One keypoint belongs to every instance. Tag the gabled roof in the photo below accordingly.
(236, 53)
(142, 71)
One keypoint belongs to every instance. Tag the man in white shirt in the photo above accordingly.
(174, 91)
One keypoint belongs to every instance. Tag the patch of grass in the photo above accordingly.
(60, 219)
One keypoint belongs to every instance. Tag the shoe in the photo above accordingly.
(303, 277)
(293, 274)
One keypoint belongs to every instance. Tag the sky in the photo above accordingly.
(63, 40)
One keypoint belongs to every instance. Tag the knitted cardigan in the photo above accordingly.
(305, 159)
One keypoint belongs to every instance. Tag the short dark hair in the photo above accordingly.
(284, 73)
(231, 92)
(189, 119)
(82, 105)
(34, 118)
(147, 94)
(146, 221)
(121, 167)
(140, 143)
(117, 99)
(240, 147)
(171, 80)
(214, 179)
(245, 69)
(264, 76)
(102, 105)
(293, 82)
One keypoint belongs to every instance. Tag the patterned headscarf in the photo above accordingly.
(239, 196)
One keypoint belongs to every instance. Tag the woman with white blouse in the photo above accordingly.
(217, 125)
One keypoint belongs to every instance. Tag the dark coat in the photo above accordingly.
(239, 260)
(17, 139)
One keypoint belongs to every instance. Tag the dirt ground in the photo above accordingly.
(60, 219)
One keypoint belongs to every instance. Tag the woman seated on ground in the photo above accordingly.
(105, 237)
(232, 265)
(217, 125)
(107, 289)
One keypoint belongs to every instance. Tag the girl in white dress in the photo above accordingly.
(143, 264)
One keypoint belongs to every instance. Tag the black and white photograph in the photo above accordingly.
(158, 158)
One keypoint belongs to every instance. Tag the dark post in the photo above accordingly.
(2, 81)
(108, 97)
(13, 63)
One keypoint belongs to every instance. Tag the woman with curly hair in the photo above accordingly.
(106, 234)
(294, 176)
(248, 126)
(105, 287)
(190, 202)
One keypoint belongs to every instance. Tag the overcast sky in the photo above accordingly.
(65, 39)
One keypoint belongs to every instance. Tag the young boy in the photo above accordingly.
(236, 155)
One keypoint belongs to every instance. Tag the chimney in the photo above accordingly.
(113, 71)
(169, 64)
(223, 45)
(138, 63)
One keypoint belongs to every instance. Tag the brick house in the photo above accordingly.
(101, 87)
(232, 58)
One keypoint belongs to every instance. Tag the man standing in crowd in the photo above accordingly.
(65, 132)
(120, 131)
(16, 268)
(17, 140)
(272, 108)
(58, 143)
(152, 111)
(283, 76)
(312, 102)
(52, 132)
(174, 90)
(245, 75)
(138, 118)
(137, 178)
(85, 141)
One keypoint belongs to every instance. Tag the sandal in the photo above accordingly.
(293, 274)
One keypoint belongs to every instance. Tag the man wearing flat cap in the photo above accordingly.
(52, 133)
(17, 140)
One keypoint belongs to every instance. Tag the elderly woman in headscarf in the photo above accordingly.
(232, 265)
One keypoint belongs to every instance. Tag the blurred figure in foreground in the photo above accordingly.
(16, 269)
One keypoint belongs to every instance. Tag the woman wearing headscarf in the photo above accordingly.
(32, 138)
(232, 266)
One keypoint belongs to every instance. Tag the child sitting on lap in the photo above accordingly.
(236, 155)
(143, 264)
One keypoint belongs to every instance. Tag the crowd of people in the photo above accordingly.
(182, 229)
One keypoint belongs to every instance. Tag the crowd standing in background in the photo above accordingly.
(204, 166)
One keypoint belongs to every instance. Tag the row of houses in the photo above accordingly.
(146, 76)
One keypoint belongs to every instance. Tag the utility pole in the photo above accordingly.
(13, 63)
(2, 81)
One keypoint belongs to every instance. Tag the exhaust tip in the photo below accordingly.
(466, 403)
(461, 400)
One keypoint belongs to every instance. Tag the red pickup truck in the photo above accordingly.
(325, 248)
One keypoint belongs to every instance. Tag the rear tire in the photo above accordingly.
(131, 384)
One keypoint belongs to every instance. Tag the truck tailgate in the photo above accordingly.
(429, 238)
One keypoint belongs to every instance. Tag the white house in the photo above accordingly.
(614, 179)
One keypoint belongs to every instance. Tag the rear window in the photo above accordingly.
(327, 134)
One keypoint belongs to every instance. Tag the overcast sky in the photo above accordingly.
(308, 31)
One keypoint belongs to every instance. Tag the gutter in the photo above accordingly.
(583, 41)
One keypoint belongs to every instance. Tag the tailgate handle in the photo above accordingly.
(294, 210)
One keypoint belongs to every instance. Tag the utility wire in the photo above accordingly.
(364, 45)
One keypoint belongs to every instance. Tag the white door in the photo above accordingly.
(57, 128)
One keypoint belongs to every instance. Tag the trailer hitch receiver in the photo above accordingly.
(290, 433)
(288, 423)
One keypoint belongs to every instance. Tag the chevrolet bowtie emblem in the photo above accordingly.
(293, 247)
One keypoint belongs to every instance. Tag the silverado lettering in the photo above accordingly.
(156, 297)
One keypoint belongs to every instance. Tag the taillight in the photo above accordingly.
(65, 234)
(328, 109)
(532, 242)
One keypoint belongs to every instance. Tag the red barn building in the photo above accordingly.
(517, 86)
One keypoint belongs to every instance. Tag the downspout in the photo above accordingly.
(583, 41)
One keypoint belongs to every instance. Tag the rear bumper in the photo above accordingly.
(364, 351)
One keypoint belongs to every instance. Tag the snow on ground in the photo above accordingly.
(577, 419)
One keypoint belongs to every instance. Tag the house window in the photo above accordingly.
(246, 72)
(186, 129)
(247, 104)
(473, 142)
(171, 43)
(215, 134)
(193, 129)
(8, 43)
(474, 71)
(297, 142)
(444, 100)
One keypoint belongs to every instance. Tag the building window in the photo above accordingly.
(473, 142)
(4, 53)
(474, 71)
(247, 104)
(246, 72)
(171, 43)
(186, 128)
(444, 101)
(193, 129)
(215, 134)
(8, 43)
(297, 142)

┄┄┄┄┄┄┄┄┄┄┄┄┄┄┄┄┄┄┄┄

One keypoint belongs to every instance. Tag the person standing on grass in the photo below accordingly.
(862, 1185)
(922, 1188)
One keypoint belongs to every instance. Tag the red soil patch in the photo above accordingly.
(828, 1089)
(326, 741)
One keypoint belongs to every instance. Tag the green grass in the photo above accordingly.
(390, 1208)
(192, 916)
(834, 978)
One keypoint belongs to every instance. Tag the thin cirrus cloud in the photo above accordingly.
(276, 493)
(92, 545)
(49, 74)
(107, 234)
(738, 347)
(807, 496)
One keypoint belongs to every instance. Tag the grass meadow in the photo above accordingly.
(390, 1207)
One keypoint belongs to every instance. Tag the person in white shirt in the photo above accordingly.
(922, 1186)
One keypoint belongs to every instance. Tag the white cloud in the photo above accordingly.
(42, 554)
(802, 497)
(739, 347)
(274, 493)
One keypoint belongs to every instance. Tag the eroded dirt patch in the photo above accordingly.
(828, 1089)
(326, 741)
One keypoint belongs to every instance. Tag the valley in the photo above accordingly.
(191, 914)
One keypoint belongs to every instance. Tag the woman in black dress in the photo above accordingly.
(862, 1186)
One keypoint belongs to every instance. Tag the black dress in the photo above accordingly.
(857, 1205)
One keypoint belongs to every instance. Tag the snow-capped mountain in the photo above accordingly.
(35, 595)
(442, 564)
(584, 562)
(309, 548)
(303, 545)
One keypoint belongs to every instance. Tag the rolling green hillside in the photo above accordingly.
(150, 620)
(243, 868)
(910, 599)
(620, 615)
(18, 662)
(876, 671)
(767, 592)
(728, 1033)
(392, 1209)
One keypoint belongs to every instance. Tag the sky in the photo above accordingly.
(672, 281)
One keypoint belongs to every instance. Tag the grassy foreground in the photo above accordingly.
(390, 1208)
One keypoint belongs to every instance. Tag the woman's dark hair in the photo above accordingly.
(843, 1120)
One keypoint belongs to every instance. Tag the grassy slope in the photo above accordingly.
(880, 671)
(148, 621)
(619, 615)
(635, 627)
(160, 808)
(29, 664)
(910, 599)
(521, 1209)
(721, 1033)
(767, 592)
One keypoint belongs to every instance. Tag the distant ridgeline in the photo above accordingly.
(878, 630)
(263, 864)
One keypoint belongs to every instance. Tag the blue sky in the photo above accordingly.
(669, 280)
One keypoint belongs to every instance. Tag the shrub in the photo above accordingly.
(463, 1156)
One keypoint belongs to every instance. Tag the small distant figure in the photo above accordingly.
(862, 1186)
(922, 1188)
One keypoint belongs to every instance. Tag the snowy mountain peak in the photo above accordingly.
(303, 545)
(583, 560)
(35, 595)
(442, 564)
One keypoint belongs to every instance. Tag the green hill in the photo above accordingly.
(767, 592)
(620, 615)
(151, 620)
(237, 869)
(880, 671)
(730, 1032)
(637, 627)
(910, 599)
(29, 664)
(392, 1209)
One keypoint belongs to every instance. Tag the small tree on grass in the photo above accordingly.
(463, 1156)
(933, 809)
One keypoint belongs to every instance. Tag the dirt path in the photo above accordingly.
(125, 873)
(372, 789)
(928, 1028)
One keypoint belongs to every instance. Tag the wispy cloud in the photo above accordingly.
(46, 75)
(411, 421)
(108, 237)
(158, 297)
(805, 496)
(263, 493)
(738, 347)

┄┄┄┄┄┄┄┄┄┄┄┄┄┄┄┄┄┄┄┄

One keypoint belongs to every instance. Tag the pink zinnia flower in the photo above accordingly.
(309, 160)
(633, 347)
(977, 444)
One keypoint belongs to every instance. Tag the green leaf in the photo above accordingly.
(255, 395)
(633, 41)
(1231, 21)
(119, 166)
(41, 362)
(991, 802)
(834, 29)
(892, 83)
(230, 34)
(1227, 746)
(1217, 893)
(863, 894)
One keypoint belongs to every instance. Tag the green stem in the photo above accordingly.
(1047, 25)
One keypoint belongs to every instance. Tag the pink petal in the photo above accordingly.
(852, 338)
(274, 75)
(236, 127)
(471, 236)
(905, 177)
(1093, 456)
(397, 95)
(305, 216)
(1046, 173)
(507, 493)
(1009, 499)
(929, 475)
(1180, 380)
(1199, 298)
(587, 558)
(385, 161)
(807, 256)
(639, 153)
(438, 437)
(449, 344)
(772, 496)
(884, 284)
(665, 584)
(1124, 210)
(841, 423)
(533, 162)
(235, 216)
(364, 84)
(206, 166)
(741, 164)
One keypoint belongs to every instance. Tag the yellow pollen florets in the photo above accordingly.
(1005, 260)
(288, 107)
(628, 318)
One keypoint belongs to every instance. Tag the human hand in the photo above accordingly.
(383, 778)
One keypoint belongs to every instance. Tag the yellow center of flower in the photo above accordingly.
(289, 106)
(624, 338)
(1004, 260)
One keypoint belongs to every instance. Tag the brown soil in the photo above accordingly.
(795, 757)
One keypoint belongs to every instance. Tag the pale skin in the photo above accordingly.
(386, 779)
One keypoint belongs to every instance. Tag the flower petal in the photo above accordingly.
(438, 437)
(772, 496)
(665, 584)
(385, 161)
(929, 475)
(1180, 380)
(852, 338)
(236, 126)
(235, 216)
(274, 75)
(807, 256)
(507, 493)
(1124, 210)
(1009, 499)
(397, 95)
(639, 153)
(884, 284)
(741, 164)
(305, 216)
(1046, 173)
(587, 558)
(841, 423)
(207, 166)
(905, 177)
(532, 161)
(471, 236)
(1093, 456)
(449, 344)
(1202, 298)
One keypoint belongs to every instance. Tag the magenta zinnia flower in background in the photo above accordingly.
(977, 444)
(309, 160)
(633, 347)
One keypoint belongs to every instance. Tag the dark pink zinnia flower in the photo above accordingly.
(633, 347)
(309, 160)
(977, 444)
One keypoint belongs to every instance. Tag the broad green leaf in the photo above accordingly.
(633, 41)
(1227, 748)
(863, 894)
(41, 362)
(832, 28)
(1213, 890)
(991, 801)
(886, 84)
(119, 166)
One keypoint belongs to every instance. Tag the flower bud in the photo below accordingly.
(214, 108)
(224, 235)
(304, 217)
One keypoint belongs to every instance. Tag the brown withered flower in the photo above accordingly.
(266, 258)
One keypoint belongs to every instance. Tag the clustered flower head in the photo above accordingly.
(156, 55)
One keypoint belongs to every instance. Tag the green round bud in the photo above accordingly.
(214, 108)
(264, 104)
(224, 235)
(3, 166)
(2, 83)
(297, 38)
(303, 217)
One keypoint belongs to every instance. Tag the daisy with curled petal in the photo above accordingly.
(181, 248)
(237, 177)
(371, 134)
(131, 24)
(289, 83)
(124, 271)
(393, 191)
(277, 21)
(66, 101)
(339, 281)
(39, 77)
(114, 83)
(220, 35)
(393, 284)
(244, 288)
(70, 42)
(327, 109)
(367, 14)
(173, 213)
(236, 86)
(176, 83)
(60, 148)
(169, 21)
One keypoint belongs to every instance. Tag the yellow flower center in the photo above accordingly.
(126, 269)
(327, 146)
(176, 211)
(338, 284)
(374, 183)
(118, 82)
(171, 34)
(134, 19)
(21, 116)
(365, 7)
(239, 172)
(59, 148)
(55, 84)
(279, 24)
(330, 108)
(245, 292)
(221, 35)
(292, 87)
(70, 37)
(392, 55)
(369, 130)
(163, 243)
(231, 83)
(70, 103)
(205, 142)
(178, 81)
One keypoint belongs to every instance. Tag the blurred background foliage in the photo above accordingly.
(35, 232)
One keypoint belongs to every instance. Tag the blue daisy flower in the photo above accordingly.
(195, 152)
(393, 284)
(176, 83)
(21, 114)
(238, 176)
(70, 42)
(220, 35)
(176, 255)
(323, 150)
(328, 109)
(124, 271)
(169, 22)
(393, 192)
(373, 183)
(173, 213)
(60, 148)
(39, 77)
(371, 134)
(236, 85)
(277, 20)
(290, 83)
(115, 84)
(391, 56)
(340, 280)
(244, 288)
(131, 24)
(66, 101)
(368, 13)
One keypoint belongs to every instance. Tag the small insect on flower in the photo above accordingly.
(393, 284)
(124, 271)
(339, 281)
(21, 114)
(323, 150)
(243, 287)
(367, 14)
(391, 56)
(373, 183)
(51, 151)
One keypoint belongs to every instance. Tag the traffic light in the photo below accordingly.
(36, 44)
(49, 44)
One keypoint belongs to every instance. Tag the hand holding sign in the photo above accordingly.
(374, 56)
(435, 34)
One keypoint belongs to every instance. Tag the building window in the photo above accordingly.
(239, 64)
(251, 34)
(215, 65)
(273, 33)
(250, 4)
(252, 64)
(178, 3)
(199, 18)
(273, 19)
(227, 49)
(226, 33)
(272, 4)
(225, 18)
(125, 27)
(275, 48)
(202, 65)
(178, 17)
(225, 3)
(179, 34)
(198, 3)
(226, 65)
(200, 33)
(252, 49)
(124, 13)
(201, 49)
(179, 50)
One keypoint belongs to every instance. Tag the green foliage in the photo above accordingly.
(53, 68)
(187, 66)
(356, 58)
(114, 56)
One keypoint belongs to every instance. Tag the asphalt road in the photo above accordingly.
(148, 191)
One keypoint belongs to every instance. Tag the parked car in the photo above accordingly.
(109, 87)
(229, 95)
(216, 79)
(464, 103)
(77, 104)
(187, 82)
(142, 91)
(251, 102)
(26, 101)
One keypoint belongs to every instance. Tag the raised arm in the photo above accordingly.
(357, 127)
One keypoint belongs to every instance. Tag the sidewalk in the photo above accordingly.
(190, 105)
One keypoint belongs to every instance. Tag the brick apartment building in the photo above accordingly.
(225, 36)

┄┄┄┄┄┄┄┄┄┄┄┄┄┄┄┄┄┄┄┄

--- Exercise directions ---
Find and copy every line in the rows above that contains the word "rear". Matching is case-sensitive.

--- Finished task ---
One keypoint belongs to every instance. Tag the rear tire in the photo above accordingly.
One keypoint belongs to every instance. Tag the rear window in the photo above accordingly.
One keypoint belongs to every instance. Tag the rear bumper in the photo above accordingly.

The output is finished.